#### [Excerpt provided]
%%

In [21]:
import pandas as pd
import matplotlib
import numpy as np
import matplotlib.pyplot as plt
%matplotlib inline
from IPython.display import display
plt.rc('font', family='Verdana')

In [71]:
data = pd.read_csv('resources/wine.data', header=None)
X = pd.read_csv('resources/wine.data', header=None, usecols=list(xrange(1,14)))
y = pd.read_csv('resources/wine.data', header=None, usecols=[0]).values.reshape(len(X),)

In [72]:
data.columns= ["Class", "Alcohol", "MalicAcid", "Ash", "AlcalinityAsh","Magnesium","TotalPhenols", "Flavanoids", "NonflavanoidPhenols", "Proanthocyanins", "ColorIntensity", "Hue", "OD280DilutedWines", "Proline"]

In [73]:
plt_sm = pd.plotting.scatter_matrix(data, alpha=0.2, figsize=(6, 6), diagonal='kde')
plt.show()



In [74]:
from sklearn.model_selection import KFold
kf = KFold(n_splits=5, shuffle=True, random_state=42)

In [103]:
from sklearn.neighbors import KNeighborsClassifier
from sklearn.model_selection import cross_val_score

kMeans = list()
for i in range(1, 51, 1):
    classifier = KNeighborsClassifier(n_neighbors=i)
    classifier.fit(X, y)
    array = cross_val_score(estimator=classifier, X=X, y=y, cv=kf, scoring='accuracy')
    kMeans.append((i, array.mean()))
    
print(max(kMeans, key = lambda t: t[1]))


(1, 0.7304761904761905)

In [104]:
from sklearn.preprocessing import scale

X_scaled = scale(X)
kMeans = list()
for i in range(1, 51, 1):
    classifier = KNeighborsClassifier(n_neighbors=i)
    classifier.fit(X_scaled, y)
    array = cross_val_score(estimator=classifier, X=X_scaled, y=y, cv=kf, scoring='accuracy')
    kMeans.append((i, array.mean()))
    
print(max(kMeans, key = lambda t: t[1]))


(29, 0.9776190476190475)

In [ ]:

%%

#### [Short exercise 1]
Format the entries as a numbered list, starting with the line containing "Where can you spot the water" and going on through the last line of the entries. Leave out blank lines and the pictures.
The entries that follow have no connection to the wine classification code.

#### [Information given]

%%

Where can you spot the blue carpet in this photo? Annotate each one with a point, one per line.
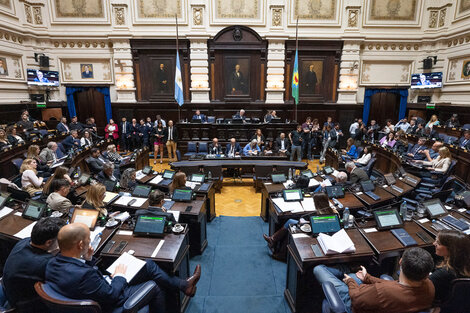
(238, 275)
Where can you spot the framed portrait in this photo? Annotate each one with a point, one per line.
(310, 77)
(3, 67)
(237, 75)
(466, 69)
(86, 70)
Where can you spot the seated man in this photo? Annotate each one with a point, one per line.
(362, 292)
(414, 154)
(215, 147)
(94, 163)
(356, 174)
(27, 262)
(72, 273)
(251, 148)
(233, 148)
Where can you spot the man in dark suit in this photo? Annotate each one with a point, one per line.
(233, 148)
(73, 274)
(198, 116)
(71, 141)
(27, 262)
(62, 126)
(356, 174)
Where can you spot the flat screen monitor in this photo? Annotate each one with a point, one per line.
(182, 195)
(435, 208)
(325, 224)
(278, 178)
(387, 219)
(43, 78)
(167, 174)
(292, 195)
(426, 80)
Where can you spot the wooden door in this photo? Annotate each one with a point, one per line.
(384, 106)
(90, 103)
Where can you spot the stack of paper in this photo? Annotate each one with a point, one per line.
(338, 243)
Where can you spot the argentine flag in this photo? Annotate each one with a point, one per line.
(178, 82)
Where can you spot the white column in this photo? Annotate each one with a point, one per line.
(349, 72)
(123, 71)
(275, 70)
(199, 70)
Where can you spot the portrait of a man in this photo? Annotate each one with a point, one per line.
(87, 70)
(237, 76)
(3, 67)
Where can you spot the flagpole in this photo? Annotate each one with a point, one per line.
(177, 55)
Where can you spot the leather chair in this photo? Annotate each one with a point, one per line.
(58, 303)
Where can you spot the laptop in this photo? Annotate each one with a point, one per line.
(34, 211)
(110, 185)
(388, 219)
(278, 178)
(292, 195)
(141, 191)
(85, 216)
(197, 178)
(334, 191)
(182, 195)
(435, 208)
(326, 224)
(150, 226)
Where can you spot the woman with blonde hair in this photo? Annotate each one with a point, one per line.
(94, 199)
(30, 182)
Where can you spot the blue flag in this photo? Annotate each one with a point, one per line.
(178, 82)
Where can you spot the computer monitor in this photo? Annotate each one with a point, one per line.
(325, 224)
(182, 195)
(292, 195)
(168, 174)
(367, 185)
(387, 219)
(85, 216)
(142, 191)
(307, 173)
(334, 191)
(34, 210)
(278, 178)
(151, 226)
(435, 208)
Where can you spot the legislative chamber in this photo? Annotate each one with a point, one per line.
(203, 156)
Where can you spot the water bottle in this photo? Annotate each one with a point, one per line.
(403, 210)
(346, 217)
(96, 241)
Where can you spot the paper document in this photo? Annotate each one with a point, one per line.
(124, 200)
(338, 243)
(5, 211)
(134, 265)
(25, 232)
(156, 180)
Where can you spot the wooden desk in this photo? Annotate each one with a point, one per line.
(173, 257)
(303, 293)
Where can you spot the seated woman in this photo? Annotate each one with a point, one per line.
(365, 158)
(94, 199)
(277, 243)
(454, 247)
(13, 137)
(86, 140)
(57, 200)
(113, 155)
(440, 164)
(128, 179)
(388, 141)
(351, 151)
(30, 182)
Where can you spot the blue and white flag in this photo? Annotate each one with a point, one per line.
(178, 82)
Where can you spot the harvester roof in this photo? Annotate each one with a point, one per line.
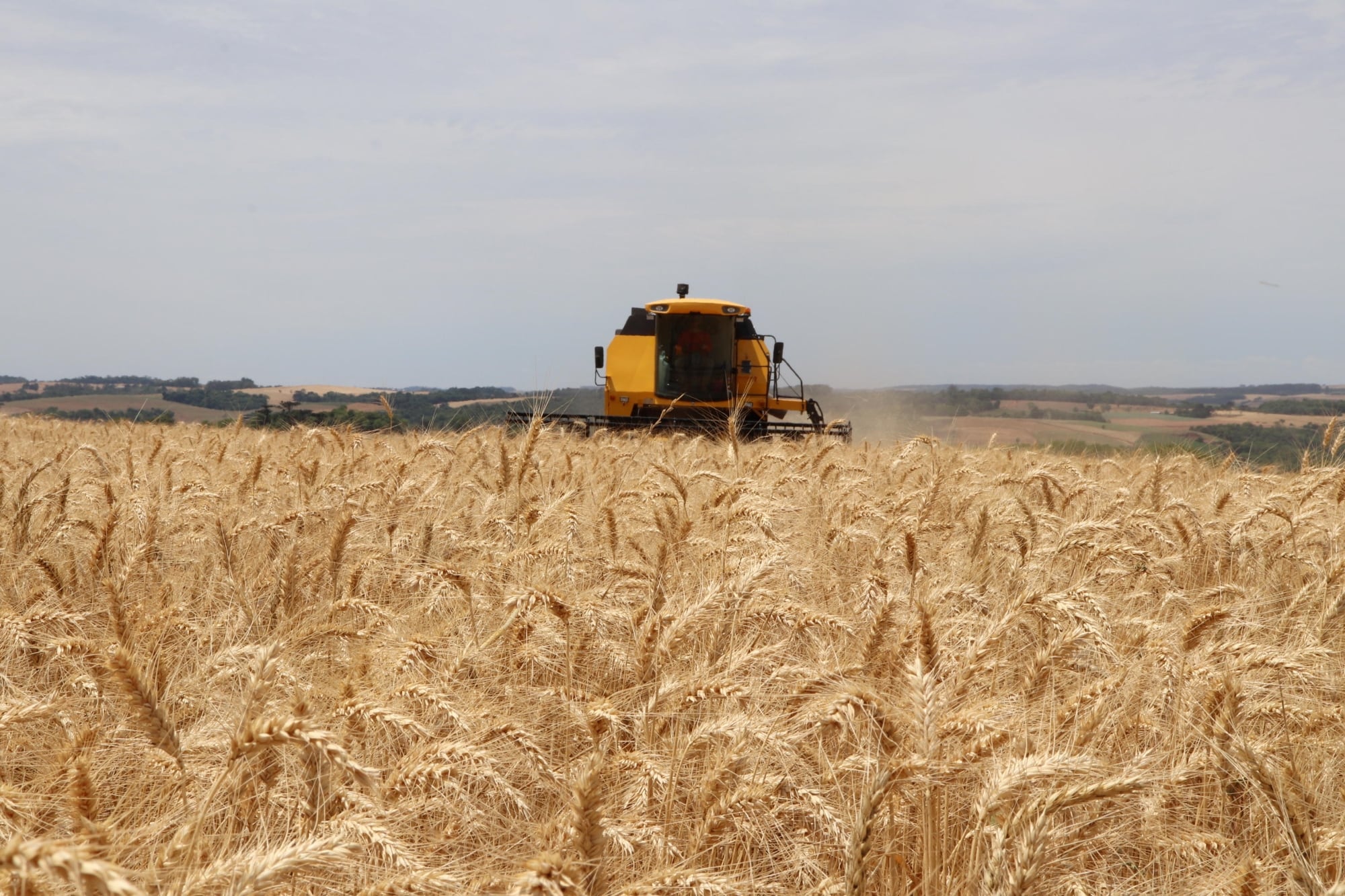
(696, 307)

%%

#### [Short exercise 2]
From the wine classification code, extract word for word the passage starting with "classifier.fit(X, y)" and going on through "X_scaled = scale(X)".

#### [Reply 1]
1. Where can you spot the water bottle in this photo? Annotate each one with a point, one per line.
2. (403, 210)
3. (346, 217)
4. (96, 241)
5. Where can you spot the paper document in this photo? Annotate each one with a point, one per line.
6. (124, 200)
7. (338, 243)
8. (5, 211)
9. (134, 265)
10. (25, 232)
11. (156, 180)
12. Where can you spot the wooden desk in this photo? Annotate each one with a point, one per line.
13. (173, 257)
14. (303, 293)
15. Where can you spot the seated woman in this photo? Annotate each one with a point, one per line.
16. (365, 158)
17. (94, 199)
18. (277, 243)
19. (454, 247)
20. (13, 137)
21. (86, 140)
22. (57, 200)
23. (113, 155)
24. (440, 164)
25. (128, 179)
26. (388, 141)
27. (351, 151)
28. (30, 182)
29. Where can you spot the blue and white flag in this photo? Annotate each one with a point, one per line.
30. (178, 82)
31. Where can you spot the harvester roof in this photo? Annotate each one with a point, one per line.
32. (696, 307)

#### [Reply 2]
classifier.fit(X, y)
    array = cross_val_score(estimator=classifier, X=X, y=y, cv=kf, scoring='accuracy')
    kMeans.append((i, array.mean()))
    
print(max(kMeans, key = lambda t: t[1]))


(1, 0.7304761904761905)

In [104]:
from sklearn.preprocessing import scale

X_scaled = scale(X)